*Given task*
Count the lines in the items below that contain the word "sandstone". Reply with the number alone.
### Records for processing ###
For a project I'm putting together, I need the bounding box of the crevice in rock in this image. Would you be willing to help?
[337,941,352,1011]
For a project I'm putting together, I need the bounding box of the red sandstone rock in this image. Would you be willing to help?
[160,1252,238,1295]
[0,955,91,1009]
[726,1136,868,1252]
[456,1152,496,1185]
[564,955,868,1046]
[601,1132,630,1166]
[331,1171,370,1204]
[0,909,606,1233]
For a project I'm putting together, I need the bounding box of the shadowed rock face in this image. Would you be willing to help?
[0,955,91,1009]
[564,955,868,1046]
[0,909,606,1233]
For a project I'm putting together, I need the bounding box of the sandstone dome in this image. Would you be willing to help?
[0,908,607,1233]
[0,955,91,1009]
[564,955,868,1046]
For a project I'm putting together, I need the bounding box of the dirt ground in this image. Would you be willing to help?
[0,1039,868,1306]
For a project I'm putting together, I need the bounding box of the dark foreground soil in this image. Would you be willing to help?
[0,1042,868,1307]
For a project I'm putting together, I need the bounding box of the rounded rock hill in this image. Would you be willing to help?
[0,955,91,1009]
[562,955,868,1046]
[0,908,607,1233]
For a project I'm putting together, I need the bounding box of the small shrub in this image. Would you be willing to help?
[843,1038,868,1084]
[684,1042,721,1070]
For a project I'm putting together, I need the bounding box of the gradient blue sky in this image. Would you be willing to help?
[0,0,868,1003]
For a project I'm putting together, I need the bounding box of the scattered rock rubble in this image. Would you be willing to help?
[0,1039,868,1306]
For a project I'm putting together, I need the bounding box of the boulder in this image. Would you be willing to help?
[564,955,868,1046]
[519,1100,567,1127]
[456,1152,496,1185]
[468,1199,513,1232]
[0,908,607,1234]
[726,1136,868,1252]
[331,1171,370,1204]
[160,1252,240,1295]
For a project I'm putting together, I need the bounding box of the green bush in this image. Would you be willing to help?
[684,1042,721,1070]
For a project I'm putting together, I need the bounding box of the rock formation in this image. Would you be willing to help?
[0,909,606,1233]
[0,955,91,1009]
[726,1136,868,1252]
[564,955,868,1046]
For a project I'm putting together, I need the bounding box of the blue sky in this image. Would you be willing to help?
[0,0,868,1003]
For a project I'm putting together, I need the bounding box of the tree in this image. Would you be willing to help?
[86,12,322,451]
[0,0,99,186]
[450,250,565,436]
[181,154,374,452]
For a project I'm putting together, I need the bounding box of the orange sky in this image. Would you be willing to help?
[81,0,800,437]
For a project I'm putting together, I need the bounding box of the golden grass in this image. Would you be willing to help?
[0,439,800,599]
###
*Solution to the problem*
2